Passage:
On the Nestorian antecedents of a Photian argument

May 3, 2023

At Mystagogy §93, Photius writes:

“Therefore, in so far as He is man, Christ is anointed by the Spirit; and since the Spirit anoints Christ, He is called the Spirit of Christ. But you say, ‘Because He is called the Spirit of Christ, He certainly also proceeds from Christ.’ Accordingly, the Spirit of Christ will not come forth from Him because He is God, but because He is man; consequently, the Spirit will not have been existent from the beginning and together with the Father before the ages, but only from the time when the Son assumed human substance.”

(Holy Resurrection Monastery tr., p. 115)

In the last chapter of his point-by-point refutation of Photius’s Mystagogy, John Bekkos criticizes this argument; he says that, if Photius denies that the Spirit is from Christ, as eternal from eternal, neither will he say that Christ’s passion is the passion of God, nor his blood the blood of God…. (Refutatio Photiani libri de Spiritu Sancto 34; PG 141, 861B-864B). In other words, he rejects Photius’s argument as smacking of Nestorianism.

I think Bekkos has an important insight here. Nestorius was an extreme representative of Antiochene theology, which, like Photius four and a half centuries later, opposed the teaching that the Son of God is in any sense a source of the hypostasis of the Holy Spirit. We see here how that opposition is grounded in christology.

Written request 1:
Reproduce word for word everything in the Photius post from "(Holy Resurrection Monastery" down to "grounded in christology.".
Written request 2:
In the Photius post, whose translation is the quotation from Mystagogy §93 taken from?
Written request 3:
Write the next part of the Photius post, starting after its final sentence.

Provided material:
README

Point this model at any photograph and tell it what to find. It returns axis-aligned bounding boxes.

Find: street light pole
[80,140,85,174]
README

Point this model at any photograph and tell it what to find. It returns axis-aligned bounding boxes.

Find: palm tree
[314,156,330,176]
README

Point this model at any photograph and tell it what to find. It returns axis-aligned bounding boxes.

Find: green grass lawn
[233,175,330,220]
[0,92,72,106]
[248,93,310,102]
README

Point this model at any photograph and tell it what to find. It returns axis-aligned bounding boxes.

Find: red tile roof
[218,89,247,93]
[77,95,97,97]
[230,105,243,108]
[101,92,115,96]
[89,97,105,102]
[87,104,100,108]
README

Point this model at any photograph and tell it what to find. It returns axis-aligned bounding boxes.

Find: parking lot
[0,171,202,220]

---

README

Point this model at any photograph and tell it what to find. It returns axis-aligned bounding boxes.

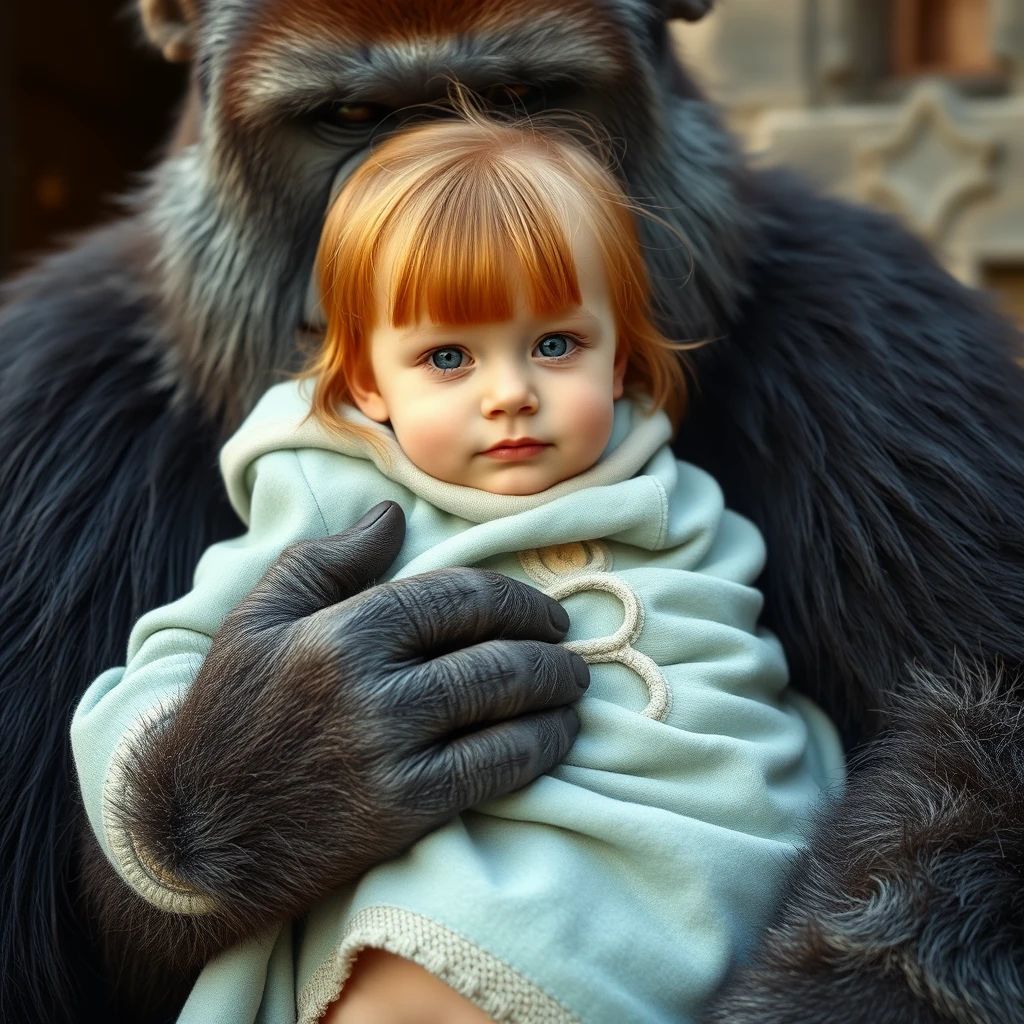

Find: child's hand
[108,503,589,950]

Exercise response 1:
(Holy Resurrection Monastery tr., p. 115)

In the last chapter of his point-by-point refutation of Photius’s Mystagogy, John Bekkos criticizes this argument; he says that, if Photius denies that the Spirit is from Christ, as eternal from eternal, neither will he say that Christ’s passion is the passion of God, nor his blood the blood of God…. (Refutatio Photiani libri de Spiritu Sancto 34; PG 141, 861B-864B). In other words, he rejects Photius’s argument as smacking of Nestorianism.

I think Bekkos has an important insight here. Nestorius was an extreme representative of Antiochene theology, which, like Photius four and a half centuries later, opposed the teaching that the Son of God is in any sense a source of the hypostasis of the Holy Spirit. We see here how that opposition is grounded in christology.

Exercise response 2:
Holy Resurrection Monastery.

Exercise response 3:
The Nestorian view borders on something like this: the temporal Christ can only send the Spirit’s temporal gifts, cannot be a source of the eternal Spirit himself to believers. St. Cyril of Alexandria would answer that the temporal Christ is the eternal Son, and that, in whatever spiritual gifts the temporal Christ bestows, the eternal Spirit is hypostatically present. The unity of theology and economy is founded upon the unity of Christ’s person. For Nestorius, if I read him correctly, Christ’s temporal acts can only be acts of the temporal πρόσωπον, not the eternal one (I may be wrong in supposing that he says this, but this is doubtless how Cyril read him). In any case, a sharp division must be drawn, for the Antiochene theology, between acts whose subject is the human Christ and acts whose subject is the divine Christ.

(Perhaps there is some reason for the Antiochene position. Christ slept; Christ ate; Christ, in the garden, felt dread at the prospect of being crucified; Christ suffered and died. Traditionally, these actions are seen as revelatory, not of his divine nature, but of his human one. Doubtless Cyril would agree; but he would nonetheless insist that they are all actions of the same divine person who rose from the dead and existed with the Father from all eternity.)

For Cyril, it is the eternal Son who is the subject of the temporal Christ’s actions. Because of this, the temporal Christ’s breathing upon his disciples is revelatory of the eternal relationship between the Son and the Holy Spirit. To make a sharp differentiation between theology and economy here is not only to miss Cyril’s point; it is to risk compromising the unity of Christ. Just as, when Christ suffers, it is the eternal, impassible Son who suffers, so Christ’s breathing is a breathing from the eternal Son. A breathing of the eternal Spirit, not just of temporal gifts.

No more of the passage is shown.